* **Problem 1**: Reproduce the entire blog post about money and music school word for word.
* **Problem 2**: Go through the records and copy out each line that contains the word "jacket".

* **Page excerpt**:
★ ★ ★

Tag Archives: orchestras

money, money, money, money

before i get to the business of this post, a little news (& it partly inspired it but i’ll get to that in a moment). i found out on thursday that i had been accepted into the Ph.D. in Historical Musicology program at Columbia University. needless to say, i’m ecstatic. i’ve been on the phone/emailing with the area chair all day today to talk about their offer and as great as all of that is, it’s just nice to know that there is a plan. i still have three more schools to hear from and i welcome their decisions (i am by no means decided) but the knowledge that there is a place for me is, well…comforting. (go lions!)

now to the post at hand. this acceptance, conversations with friends & professors and the state of the american economy have made this post pretty much inevitable. i am part of a new generation of musicians, one that has to deal with very specific issues. this is not to bitch about those problems but to point out a divide that i can no longer tolerate.

in my first year at peabody, my (bassoon) teacher and i had a very important conversation that changed the dynamic between us drastically. he asked me why i wasn’t making as many reeds as my peers. i looked at him point blank and told him that i did not, at that time, have the money for cane. (for those who don’t know, prices for cane can vary depending on the state in which they are bought and can tend to be very expensive for very few pieces) he looked at me with shock and a face that communicated to me that this was not a sufficient answer. i, however, was the one who was shocked — shocked that he could not understand my situation. i then told him, very frankly, that i am the one supporting myself, paying for my tuition, paying my rent, bills, food, car insurance, the whole business and while i would love to spend all of my money and all of my time on bassoon-related activities that i could not or i would be homeless.

★ ★ ★

[Dataset excerpt]
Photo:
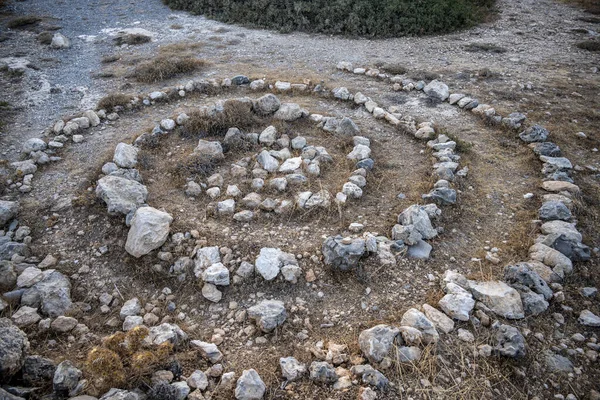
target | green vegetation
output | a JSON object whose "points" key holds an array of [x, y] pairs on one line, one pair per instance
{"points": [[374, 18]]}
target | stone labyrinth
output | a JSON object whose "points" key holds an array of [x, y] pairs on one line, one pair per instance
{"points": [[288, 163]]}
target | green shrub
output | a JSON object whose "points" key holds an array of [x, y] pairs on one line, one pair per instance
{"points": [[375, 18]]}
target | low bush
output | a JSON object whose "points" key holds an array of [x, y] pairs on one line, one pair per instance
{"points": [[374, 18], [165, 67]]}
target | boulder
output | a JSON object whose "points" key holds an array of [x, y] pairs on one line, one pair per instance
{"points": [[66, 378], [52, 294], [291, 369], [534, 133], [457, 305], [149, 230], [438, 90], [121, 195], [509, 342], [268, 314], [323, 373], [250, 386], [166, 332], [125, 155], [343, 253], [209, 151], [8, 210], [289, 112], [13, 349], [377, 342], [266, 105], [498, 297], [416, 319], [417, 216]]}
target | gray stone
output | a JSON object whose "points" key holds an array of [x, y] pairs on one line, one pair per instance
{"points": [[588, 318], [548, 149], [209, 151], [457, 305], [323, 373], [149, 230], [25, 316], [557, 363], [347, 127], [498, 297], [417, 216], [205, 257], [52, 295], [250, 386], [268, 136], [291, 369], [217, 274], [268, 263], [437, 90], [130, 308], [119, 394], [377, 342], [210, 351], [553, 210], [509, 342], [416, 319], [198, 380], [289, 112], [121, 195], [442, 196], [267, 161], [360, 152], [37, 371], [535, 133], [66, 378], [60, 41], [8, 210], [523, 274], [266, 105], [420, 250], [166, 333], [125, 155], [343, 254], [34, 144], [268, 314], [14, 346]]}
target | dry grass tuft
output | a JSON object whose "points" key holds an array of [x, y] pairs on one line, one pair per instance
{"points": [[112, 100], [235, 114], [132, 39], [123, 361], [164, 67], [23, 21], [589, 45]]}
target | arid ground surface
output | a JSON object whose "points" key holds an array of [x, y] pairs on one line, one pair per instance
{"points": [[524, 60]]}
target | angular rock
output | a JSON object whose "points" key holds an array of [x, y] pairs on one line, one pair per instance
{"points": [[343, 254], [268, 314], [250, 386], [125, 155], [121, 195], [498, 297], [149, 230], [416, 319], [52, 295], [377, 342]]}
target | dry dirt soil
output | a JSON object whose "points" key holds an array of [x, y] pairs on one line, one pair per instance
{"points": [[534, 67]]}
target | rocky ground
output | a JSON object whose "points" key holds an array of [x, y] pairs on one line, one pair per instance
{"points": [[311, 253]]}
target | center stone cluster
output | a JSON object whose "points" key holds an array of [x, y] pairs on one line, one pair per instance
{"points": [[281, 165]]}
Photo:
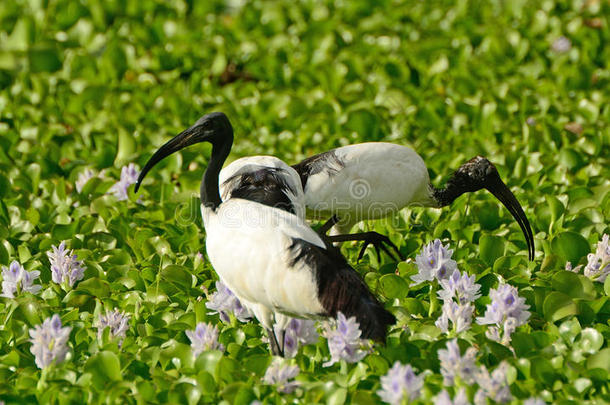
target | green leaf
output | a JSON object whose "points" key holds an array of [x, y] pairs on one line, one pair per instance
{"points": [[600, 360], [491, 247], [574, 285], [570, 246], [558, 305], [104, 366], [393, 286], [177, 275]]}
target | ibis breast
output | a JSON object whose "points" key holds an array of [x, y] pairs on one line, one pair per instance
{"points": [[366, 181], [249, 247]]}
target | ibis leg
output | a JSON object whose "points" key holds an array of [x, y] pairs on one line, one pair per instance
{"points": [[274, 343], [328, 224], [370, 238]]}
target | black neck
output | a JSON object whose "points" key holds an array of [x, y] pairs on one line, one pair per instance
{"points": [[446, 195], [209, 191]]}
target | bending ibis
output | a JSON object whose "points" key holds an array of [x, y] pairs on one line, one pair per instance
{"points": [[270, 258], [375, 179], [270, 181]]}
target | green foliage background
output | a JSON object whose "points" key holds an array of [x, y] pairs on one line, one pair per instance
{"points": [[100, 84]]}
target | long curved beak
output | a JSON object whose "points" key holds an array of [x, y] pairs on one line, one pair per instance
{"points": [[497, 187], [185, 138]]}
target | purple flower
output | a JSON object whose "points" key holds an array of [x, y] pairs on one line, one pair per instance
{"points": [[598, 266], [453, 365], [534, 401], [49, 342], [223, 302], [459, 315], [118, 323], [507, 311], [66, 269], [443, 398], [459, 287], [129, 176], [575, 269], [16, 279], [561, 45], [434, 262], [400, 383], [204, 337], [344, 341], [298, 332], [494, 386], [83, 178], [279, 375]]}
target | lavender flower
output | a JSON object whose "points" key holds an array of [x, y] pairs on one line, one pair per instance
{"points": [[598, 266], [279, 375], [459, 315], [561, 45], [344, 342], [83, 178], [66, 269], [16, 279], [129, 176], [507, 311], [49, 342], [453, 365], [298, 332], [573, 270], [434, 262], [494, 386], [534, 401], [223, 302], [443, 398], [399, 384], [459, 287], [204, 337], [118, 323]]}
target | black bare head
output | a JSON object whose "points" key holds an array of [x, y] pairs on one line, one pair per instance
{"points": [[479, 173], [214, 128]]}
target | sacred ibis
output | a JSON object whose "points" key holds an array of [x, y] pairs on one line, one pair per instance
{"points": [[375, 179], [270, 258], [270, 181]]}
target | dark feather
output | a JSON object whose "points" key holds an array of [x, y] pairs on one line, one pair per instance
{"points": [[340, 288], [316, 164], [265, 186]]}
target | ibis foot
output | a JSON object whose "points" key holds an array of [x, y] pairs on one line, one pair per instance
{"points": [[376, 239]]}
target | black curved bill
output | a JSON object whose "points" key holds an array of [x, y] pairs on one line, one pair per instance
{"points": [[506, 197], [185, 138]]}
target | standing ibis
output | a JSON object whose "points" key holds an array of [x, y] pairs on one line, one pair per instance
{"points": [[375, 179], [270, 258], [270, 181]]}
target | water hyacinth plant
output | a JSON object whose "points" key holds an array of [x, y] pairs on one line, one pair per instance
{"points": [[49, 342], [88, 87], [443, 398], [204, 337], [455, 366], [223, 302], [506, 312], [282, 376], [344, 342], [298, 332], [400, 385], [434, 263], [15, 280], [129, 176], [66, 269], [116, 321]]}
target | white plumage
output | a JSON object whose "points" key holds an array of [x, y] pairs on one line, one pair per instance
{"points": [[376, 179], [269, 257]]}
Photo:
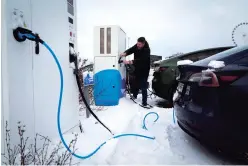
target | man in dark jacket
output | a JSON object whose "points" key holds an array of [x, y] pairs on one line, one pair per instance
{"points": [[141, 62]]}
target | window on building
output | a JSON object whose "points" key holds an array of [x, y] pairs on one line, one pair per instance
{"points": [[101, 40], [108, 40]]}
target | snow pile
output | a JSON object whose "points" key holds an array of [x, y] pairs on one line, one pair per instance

★ ★ ★

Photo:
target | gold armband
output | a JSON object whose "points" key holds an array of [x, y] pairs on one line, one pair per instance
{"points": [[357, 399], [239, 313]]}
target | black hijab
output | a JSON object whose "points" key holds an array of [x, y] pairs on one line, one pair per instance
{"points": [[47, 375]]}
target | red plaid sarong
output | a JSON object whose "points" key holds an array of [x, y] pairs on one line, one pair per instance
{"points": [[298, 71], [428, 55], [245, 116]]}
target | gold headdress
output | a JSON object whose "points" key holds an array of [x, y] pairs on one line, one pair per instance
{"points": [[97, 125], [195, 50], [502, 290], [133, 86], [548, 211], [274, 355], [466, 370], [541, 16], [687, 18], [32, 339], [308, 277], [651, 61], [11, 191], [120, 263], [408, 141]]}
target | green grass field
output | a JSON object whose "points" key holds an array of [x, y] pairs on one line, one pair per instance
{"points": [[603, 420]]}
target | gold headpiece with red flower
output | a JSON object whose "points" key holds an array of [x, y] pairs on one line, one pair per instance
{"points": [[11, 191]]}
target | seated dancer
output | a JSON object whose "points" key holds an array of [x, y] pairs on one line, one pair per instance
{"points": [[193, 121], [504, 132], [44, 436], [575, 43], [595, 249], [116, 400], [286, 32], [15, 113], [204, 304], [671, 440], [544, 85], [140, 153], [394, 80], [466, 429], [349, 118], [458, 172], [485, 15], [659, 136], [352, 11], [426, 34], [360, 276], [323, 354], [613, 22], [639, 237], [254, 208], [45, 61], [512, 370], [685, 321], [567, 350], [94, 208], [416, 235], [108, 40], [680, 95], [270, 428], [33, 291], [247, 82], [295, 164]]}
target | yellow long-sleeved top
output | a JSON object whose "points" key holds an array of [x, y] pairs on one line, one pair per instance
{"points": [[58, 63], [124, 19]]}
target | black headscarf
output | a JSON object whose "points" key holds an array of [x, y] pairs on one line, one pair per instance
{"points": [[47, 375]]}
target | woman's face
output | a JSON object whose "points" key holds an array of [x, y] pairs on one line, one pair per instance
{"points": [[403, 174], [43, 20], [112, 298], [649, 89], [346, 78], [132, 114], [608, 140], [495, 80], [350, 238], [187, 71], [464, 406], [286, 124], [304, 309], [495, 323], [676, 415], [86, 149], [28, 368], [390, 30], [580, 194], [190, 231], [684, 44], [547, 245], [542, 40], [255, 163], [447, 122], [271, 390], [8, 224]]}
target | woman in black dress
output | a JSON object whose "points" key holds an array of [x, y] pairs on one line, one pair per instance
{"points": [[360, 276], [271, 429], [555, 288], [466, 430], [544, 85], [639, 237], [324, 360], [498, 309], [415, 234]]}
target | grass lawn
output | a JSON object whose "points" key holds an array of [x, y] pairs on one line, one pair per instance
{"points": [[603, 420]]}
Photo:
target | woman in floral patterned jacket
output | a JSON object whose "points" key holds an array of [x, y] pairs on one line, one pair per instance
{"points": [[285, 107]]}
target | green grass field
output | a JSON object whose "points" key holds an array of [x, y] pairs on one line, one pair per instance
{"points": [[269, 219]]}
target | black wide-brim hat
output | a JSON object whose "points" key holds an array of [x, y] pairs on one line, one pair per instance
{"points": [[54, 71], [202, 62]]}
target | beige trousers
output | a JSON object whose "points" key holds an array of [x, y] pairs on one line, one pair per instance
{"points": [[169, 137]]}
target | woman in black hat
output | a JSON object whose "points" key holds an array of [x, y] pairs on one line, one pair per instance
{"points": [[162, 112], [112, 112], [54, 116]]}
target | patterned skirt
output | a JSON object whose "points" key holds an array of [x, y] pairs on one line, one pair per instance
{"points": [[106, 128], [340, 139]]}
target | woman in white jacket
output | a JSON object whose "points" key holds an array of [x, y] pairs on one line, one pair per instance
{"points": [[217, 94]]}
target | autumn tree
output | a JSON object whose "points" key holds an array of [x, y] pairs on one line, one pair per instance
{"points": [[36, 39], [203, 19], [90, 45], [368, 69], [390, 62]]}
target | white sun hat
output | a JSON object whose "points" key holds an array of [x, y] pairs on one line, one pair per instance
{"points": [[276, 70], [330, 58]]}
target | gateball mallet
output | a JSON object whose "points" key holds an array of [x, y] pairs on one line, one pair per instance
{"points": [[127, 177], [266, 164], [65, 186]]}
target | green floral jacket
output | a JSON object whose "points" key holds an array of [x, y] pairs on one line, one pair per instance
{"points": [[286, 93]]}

★ ★ ★

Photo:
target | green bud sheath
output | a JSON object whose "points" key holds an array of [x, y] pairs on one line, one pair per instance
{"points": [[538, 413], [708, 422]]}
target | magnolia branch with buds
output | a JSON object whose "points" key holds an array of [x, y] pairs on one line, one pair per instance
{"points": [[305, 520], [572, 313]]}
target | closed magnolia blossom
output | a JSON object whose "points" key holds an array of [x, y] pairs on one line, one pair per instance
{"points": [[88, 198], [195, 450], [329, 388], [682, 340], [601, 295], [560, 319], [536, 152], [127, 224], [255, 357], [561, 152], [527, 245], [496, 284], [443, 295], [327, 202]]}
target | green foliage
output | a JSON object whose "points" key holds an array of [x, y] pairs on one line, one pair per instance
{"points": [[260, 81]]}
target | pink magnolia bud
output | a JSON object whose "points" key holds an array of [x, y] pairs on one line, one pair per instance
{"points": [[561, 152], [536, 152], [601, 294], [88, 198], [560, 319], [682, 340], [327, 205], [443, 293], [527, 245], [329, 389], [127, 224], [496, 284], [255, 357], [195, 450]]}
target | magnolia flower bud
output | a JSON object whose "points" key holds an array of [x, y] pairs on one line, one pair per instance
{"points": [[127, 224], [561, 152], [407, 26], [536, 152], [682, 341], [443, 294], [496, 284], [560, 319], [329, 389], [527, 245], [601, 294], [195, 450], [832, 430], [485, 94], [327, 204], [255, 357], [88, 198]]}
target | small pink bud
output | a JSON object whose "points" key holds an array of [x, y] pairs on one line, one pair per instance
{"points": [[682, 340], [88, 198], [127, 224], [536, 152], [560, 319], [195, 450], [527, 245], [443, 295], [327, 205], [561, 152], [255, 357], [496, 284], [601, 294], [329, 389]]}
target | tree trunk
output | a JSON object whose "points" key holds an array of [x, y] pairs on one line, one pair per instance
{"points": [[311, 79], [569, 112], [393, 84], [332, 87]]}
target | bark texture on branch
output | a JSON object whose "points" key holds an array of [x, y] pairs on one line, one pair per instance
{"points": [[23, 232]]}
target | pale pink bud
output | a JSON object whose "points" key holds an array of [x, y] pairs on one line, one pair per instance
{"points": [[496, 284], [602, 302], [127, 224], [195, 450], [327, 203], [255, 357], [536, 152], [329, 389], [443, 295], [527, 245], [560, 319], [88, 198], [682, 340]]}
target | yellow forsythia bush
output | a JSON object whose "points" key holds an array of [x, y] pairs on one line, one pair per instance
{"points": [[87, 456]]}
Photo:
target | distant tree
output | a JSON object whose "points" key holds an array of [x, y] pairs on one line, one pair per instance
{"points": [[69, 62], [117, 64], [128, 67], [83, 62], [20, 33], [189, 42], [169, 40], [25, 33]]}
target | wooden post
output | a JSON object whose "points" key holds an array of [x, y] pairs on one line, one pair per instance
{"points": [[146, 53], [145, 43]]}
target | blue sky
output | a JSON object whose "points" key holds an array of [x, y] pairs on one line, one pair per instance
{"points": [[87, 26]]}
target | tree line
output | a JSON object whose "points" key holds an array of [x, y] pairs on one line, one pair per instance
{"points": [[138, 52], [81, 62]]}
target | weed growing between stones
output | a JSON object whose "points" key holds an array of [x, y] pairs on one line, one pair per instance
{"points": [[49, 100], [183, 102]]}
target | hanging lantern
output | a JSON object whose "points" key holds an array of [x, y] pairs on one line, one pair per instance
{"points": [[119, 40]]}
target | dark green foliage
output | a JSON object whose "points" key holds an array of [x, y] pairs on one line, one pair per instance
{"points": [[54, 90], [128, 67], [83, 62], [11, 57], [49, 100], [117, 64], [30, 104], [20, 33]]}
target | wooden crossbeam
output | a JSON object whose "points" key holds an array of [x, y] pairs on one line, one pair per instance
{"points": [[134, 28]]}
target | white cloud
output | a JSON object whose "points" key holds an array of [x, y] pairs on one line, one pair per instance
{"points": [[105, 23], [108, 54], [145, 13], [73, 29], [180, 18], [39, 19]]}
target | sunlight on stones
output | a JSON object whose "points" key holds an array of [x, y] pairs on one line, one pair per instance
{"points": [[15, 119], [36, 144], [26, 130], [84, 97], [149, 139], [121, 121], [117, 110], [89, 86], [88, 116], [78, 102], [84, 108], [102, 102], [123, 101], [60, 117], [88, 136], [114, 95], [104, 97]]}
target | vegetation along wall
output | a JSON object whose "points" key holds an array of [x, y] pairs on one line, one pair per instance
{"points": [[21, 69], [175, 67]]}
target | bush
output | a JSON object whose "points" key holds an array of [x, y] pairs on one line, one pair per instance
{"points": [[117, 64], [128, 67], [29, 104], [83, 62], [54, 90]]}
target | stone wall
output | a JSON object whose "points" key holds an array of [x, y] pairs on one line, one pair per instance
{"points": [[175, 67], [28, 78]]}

★ ★ ★

* **Full answer 1**:
Tag Archives: orchestras

money, money, money, money

before i get to the business of this post, a little news (& it partly inspired it but i’ll get to that in a moment). i found out on thursday that i had been accepted into the Ph.D. in Historical Musicology program at Columbia University. needless to say, i’m ecstatic. i’ve been on the phone/emailing with the area chair all day today to talk about their offer and as great as all of that is, it’s just nice to know that there is a plan. i still have three more schools to hear from and i welcome their decisions (i am by no means decided) but the knowledge that there is a place for me is, well…comforting. (go lions!)

now to the post at hand. this acceptance, conversations with friends & professors and the state of the american economy have made this post pretty much inevitable. i am part of a new generation of musicians, one that has to deal with very specific issues. this is not to bitch about those problems but to point out a divide that i can no longer tolerate.

in my first year at peabody, my (bassoon) teacher and i had a very important conversation that changed the dynamic between us drastically. he asked me why i wasn’t making as many reeds as my peers. i looked at him point blank and told him that i did not, at that time, have the money for cane. (for those who don’t know, prices for cane can vary depending on the state in which they are bought and can tend to be very expensive for very few pieces) he looked at me with shock and a face that communicated to me that this was not a sufficient answer. i, however, was the one who was shocked — shocked that he could not understand my situation. i then told him, very frankly, that i am the one supporting myself, paying for my tuition, paying my rent, bills, food, car insurance, the whole business and while i would love to spend all of my money and all of my time on bassoon-related activities that i could not or i would be homeless.

* **Full answer 2**:
target | man in dark jacket
target | woman in floral patterned jacket
target | woman in white jacket
target | green floral jacket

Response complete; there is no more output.